=== WHAT IS REQUIRED ===
Each line that includes "place" must be copied from the records.

=== MATERIAL FOR THE TASK ===
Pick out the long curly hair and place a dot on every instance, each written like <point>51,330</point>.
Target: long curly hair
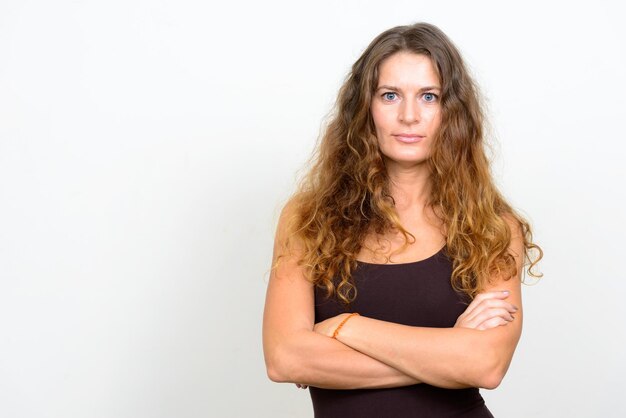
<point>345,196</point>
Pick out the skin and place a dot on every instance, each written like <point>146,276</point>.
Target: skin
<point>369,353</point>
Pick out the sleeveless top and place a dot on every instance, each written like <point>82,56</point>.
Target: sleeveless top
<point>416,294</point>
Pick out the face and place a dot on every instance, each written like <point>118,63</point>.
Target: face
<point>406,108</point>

---

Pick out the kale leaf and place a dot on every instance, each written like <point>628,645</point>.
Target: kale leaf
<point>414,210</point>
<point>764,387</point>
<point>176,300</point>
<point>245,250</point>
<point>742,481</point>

=== ANSWER ===
Pick out the long curly hair and place a dot on every instance, each written like <point>51,330</point>.
Pick out the skin and place a dot on every instance, each written like <point>146,276</point>.
Pick out the sleeveless top and place a dot on every instance, each written like <point>82,56</point>.
Pick out the face and place a dot on every instance, each written like <point>118,63</point>.
Pick out the kale leaf and place a dot on every instance, each written like <point>628,645</point>.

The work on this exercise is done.